◆ EXERCISE BRIEF:
Rewrite every line of the data in the stretch from the line containing "Target: wooden post" through the end of the data, with each coordinate in the answers adjusted by -51.

○ ○ ○

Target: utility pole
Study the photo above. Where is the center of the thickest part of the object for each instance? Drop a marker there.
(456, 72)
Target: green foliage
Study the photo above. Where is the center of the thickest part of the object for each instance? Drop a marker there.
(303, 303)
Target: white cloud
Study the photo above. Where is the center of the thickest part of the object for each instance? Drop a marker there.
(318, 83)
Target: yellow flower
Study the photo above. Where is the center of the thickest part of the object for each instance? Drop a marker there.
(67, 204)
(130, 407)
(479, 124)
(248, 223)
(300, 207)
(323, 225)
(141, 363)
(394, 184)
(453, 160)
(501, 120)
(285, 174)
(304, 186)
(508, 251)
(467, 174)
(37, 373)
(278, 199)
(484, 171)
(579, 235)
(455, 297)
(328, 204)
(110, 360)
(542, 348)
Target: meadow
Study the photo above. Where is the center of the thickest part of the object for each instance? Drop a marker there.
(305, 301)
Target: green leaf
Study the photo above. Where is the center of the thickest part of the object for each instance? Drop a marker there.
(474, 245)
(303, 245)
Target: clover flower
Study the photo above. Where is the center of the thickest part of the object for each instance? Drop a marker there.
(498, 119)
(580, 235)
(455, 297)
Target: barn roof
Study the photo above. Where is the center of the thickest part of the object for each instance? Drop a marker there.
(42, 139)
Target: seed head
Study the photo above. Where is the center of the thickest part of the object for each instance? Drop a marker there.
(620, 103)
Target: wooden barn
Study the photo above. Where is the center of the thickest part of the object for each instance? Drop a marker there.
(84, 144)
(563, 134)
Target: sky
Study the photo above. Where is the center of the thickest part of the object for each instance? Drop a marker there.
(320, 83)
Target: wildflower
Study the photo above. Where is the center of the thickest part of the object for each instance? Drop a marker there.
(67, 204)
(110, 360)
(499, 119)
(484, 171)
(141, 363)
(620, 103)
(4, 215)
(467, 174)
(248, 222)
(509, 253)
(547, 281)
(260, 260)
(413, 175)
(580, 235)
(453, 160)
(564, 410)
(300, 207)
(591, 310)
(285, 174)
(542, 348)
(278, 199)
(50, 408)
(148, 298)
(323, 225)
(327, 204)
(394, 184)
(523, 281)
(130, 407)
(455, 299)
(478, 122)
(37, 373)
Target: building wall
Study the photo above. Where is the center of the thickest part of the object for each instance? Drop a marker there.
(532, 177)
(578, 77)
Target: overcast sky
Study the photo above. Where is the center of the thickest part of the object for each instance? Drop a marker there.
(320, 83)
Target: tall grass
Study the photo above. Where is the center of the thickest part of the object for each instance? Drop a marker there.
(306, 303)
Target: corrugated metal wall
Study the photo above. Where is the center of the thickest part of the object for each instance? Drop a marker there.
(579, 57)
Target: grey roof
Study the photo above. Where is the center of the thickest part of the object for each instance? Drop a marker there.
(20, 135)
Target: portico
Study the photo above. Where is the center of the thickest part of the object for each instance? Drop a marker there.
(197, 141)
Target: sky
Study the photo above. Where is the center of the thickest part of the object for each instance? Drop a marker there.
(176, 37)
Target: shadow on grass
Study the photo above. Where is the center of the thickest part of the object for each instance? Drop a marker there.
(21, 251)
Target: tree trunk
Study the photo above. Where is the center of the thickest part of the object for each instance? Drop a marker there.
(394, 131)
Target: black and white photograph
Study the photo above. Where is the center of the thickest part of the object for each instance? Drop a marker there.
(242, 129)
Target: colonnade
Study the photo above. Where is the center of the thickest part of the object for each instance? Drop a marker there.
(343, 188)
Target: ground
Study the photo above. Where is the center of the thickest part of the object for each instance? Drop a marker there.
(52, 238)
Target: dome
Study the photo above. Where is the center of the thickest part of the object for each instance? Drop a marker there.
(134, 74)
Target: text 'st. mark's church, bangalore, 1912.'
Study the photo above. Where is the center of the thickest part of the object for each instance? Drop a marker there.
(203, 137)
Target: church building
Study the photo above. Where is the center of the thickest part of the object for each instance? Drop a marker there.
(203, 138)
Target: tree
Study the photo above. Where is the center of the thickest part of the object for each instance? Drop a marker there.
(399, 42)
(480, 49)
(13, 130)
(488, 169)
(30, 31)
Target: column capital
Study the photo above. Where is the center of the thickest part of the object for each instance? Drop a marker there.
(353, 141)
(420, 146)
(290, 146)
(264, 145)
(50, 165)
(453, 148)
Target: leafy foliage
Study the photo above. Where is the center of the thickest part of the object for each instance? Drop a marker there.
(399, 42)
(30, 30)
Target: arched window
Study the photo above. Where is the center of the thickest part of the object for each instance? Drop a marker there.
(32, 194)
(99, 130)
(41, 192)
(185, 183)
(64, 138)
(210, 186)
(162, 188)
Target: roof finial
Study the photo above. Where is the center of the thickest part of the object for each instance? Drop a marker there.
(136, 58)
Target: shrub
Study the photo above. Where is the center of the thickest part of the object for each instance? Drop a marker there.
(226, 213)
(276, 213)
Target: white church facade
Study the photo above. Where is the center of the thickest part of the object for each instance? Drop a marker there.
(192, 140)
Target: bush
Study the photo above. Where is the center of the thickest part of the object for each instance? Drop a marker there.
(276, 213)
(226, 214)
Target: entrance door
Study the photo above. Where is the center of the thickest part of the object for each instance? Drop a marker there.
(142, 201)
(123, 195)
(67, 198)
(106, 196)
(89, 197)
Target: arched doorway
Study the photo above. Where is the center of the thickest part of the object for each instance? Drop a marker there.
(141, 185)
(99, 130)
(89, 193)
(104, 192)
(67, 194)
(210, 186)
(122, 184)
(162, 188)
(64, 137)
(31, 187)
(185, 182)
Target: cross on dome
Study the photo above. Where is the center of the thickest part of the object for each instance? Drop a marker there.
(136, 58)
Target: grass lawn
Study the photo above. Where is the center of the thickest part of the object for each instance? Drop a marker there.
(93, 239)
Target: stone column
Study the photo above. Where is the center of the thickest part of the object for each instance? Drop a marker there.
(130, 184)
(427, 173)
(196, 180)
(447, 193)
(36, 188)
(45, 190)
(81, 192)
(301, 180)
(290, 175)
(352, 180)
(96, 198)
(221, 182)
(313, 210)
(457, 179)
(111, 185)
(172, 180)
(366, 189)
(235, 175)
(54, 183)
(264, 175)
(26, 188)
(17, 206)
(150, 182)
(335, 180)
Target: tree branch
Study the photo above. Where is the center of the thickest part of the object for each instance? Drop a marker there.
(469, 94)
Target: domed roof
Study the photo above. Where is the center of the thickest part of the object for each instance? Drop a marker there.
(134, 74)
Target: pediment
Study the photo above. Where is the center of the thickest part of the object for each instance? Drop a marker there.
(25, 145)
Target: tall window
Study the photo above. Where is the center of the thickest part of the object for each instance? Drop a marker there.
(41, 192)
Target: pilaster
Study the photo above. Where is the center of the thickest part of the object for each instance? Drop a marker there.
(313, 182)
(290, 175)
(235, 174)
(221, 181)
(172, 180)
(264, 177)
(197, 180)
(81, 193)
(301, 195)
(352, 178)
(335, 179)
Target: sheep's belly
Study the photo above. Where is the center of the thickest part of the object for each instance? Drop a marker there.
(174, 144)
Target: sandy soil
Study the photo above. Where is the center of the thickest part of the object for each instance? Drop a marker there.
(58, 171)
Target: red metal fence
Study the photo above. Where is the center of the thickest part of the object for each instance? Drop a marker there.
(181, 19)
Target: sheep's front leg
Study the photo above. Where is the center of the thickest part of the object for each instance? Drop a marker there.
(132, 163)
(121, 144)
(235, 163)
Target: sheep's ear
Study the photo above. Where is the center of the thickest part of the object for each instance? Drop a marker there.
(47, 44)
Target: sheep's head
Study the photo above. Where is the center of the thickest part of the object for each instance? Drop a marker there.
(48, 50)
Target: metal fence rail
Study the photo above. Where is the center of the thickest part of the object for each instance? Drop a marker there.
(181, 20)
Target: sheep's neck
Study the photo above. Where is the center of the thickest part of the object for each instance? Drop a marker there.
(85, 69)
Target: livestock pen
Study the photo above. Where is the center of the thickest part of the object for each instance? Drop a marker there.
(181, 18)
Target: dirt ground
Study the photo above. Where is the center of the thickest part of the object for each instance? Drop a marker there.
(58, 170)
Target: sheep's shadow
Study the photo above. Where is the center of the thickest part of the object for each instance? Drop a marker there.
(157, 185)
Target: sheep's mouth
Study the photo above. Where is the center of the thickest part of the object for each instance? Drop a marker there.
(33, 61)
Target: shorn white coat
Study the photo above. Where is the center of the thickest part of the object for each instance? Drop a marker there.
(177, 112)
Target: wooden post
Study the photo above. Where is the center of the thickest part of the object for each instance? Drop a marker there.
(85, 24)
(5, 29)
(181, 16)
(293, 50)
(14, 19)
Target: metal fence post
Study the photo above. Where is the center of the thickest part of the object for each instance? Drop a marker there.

○ ○ ○

◆ FULL SOLUTION:
Target: wooden post
Study the photo above. Where is the center of the thickest part of the object for each instance? Drop a marker there.
(34, -27)
(-46, -22)
(130, -35)
(242, -1)
(-37, -32)
Target: metal fence post
Study the photo above. Where is the center of the thickest part of the object for each instance? Drop a marker there.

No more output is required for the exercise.